- TEXT SECTION:
Start of Block
In a word, you are the victim of your abandonment issues.

Unconsciously triggered stress hormones keep you locked in fear of abandonment. Unresolved wounds accumulate anxiety, low self-esteem, insecurity, painful relationships, grief, and isolation.

"Whoa there! Wait just minute," you say..."what is the point of all this?"

Well, the truth is, most of us have a hurt and abandoned inner child. Abandonment issues have their roots in the experience and reality of life.

The TRUTH IS...we DENY this part of ourselves. It isn't pretty. No one wants to sound like a victim. But since denial and suppression are not growth (and life insists on growth), symptoms appear. Symptoms like depression.

Without the personal strength, and the help we need to face our abandonment issues, they keep reappearing, forcing us to deal with them.

Or not...

Have you ever thought that your abandonment issues, your depression, your life, are a call to growth, to a new reality, to a new inner strength, to a new life?
http://www.selfgrowth.com/articles/Abandonment_Issues_Leaving_You_Depressed.html

UNRESOLVED ABANDONMENT

Unresolved abandonment - - the source of our insecurities, addictions, compulsions, and distress.

Unresolved abandonment - - the insidious virus invading body mind and soul - - the culprit for the anxiety we are forever trying to self-medicate with food, alcohol, shopping, people and a host of other self defeating behaviors.

Unresolved abandonment - - the roadblock to reaching our potential - - the invisible wound that drains self esteem from within - - the hidden trap that keeps us stuck in patterns of self-sabotage.

Unresolved abandonment - - the chronic insecurity that becomes the scourge of human relationship. Unresolved abandonment - - the internal barrier to fully connecting to others. Fear short-circuits our attempts to find love - - we struggle to find and keep relationships. We become abandoholics.
End of Block
- SOURCE MATERIAL:
Start of Block
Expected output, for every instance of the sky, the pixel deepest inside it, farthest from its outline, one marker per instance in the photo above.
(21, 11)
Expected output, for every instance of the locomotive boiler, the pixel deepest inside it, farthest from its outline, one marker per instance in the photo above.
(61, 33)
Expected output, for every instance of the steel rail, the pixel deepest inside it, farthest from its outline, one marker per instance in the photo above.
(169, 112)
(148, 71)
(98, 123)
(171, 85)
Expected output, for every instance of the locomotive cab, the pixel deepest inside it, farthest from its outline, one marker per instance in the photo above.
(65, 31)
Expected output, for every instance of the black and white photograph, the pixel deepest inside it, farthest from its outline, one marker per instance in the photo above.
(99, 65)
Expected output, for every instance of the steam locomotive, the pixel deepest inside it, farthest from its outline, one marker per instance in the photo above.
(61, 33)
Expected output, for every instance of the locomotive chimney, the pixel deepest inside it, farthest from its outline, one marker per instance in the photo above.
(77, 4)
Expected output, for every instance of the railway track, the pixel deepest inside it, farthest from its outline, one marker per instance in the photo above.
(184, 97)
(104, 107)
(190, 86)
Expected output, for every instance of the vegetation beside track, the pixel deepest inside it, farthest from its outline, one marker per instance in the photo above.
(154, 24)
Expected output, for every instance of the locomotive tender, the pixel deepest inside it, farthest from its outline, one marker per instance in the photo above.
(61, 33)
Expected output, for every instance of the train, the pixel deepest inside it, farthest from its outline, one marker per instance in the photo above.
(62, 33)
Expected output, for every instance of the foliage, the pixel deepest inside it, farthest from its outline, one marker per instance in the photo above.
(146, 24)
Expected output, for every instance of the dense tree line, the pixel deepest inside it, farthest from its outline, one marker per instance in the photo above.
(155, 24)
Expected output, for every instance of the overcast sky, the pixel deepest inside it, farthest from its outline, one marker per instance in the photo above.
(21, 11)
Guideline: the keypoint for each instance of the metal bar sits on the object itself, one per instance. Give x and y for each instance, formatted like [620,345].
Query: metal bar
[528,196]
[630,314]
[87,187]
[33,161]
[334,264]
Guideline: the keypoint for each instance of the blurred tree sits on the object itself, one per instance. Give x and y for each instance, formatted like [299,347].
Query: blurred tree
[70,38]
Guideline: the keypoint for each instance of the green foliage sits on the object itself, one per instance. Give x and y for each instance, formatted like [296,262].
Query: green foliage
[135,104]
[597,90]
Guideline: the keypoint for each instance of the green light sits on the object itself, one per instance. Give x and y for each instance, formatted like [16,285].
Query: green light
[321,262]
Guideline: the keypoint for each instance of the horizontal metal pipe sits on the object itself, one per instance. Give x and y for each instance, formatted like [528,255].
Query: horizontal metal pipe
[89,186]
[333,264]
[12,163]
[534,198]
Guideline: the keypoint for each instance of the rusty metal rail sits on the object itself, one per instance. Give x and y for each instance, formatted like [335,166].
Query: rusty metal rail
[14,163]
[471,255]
End of Block
- PROBLEM TO SOLVE:
Can you quote the text on abandonment issues word for word, starting with "Unconsciously triggered stress" and going on through "Symptoms like depression."?

- EXERCISE ANSWER:
Unconsciously triggered stress hormones keep you locked in fear of abandonment. Unresolved wounds accumulate anxiety, low self-esteem, insecurity, painful relationships, grief, and isolation.

"Whoa there! Wait just minute," you say..."what is the point of all this?"

Well, the truth is, most of us have a hurt and abandoned inner child. Abandonment issues have their roots in the experience and reality of life.

The TRUTH IS...we DENY this part of ourselves. It isn't pretty. No one wants to sound like a victim. But since denial and suppression are not growth (and life insists on growth), symptoms appear. Symptoms like depression.